** Entries provided **
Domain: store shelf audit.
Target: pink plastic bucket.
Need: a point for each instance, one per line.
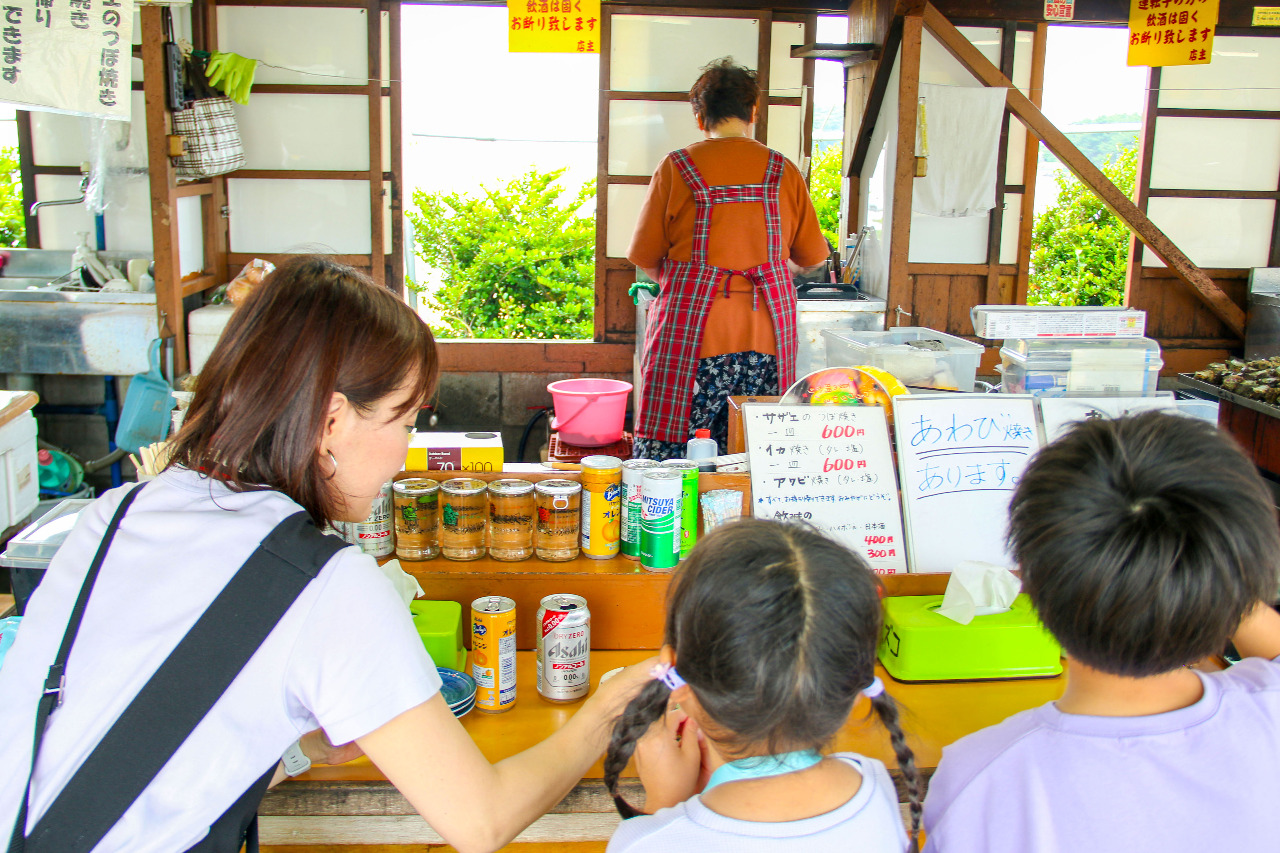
(589, 413)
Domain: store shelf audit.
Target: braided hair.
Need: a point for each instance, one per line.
(775, 629)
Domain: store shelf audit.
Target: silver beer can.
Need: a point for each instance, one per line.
(563, 648)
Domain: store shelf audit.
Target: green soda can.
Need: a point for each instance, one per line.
(688, 469)
(659, 519)
(632, 486)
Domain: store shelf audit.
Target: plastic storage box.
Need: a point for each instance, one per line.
(951, 364)
(918, 644)
(1080, 366)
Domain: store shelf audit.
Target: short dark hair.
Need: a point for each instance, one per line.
(725, 90)
(775, 629)
(311, 328)
(1143, 541)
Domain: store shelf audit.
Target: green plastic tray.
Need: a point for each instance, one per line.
(918, 644)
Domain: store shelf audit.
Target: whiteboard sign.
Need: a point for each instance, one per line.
(832, 468)
(960, 457)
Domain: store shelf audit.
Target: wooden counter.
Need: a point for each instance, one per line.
(355, 804)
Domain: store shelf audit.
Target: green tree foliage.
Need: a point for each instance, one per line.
(13, 223)
(513, 263)
(824, 191)
(1079, 249)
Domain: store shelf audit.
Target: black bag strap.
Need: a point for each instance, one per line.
(56, 679)
(184, 688)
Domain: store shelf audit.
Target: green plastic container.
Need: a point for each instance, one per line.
(439, 624)
(918, 644)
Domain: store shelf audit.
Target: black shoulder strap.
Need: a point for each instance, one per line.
(184, 688)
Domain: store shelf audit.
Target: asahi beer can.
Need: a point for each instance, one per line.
(688, 469)
(632, 479)
(373, 534)
(493, 652)
(659, 519)
(563, 648)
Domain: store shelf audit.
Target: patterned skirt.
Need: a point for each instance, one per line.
(735, 374)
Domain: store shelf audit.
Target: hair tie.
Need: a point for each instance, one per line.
(667, 674)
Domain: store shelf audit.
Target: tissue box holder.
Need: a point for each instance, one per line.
(439, 624)
(918, 644)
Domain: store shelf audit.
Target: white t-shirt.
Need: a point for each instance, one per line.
(869, 821)
(344, 657)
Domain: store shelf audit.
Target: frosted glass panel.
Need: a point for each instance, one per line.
(1009, 228)
(625, 203)
(667, 53)
(643, 132)
(191, 236)
(940, 67)
(784, 133)
(1216, 154)
(1243, 76)
(949, 240)
(305, 131)
(786, 74)
(287, 215)
(310, 45)
(1215, 232)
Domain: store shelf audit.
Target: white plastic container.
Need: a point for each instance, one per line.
(1082, 366)
(19, 470)
(950, 368)
(204, 327)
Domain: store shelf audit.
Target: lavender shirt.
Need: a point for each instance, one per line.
(1198, 779)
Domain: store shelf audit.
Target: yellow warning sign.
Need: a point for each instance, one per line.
(553, 26)
(1171, 32)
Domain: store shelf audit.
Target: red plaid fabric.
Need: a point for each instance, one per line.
(675, 334)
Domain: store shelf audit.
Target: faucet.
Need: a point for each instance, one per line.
(64, 201)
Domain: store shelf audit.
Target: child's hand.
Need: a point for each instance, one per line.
(670, 761)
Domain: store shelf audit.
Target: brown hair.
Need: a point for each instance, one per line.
(723, 91)
(310, 329)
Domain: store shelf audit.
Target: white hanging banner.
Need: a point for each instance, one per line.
(67, 55)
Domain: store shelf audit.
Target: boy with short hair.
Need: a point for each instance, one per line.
(1144, 543)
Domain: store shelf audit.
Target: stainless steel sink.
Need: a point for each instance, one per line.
(45, 329)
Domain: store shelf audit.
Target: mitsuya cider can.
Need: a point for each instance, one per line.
(493, 652)
(563, 648)
(661, 519)
(632, 480)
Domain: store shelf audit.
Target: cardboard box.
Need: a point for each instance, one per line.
(455, 452)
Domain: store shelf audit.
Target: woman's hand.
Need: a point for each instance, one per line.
(670, 760)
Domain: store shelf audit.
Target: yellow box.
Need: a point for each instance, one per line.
(455, 452)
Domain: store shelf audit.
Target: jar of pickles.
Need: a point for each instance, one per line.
(416, 510)
(511, 520)
(558, 506)
(464, 506)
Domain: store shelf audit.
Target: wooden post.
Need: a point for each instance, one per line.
(899, 302)
(1065, 150)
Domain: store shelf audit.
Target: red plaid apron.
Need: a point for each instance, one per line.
(675, 325)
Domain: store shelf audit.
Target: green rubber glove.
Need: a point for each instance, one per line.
(634, 291)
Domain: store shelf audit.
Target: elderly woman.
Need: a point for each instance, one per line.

** Problem description **
Reproduce everything from the start of the records down to the line containing "(1080, 366)", both ends included, shifting every coordinate in the answer points by -110 and omitting the pictures.

** The answer **
Domain: store shelf audit.
Target: pink plastic bucket.
Need: a point for each instance, one per line.
(479, 303)
Domain: store shelf audit.
Target: braided hair.
Need: a point for each instance, one per line.
(665, 519)
Domain: store shelf audit.
Target: silver beer can.
Need: a point for each instance, one per line.
(453, 538)
Domain: store shelf audit.
Target: green soda can.
Need: a point for each instance, one per line.
(578, 359)
(549, 409)
(522, 376)
Domain: store shelf audit.
Target: plastic storage box.
Need: a point for each instance, one per line.
(841, 254)
(808, 534)
(970, 256)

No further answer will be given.